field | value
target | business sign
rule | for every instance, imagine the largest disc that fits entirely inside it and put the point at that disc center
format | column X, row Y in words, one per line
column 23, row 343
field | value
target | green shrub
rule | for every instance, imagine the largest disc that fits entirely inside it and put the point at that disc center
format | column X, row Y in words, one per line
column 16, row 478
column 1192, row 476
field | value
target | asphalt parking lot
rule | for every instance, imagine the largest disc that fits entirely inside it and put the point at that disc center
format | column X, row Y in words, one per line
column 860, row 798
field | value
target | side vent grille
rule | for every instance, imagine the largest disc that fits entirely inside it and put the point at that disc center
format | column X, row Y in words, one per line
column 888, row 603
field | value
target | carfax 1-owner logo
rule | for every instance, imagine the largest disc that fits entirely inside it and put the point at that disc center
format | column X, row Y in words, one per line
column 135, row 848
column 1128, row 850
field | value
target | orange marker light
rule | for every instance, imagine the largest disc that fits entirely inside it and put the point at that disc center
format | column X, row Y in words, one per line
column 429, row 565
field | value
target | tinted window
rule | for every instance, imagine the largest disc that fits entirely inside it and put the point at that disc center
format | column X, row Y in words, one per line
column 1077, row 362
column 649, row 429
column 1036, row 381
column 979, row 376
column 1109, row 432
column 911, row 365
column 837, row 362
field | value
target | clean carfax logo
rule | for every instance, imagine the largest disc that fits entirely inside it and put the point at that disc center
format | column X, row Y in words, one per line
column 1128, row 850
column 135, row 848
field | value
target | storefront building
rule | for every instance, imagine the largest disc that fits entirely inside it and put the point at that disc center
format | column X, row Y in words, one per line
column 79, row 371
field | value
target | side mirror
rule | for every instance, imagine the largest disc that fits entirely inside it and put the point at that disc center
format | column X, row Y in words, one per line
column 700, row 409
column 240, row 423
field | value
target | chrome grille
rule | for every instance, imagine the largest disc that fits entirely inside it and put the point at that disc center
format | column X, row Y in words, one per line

== Work to be completed ==
Return each line of the items above that contains the word "carfax", matching its case exactly.

== Response to this task ==
target | carfax 1-owner logo
target | clean carfax logo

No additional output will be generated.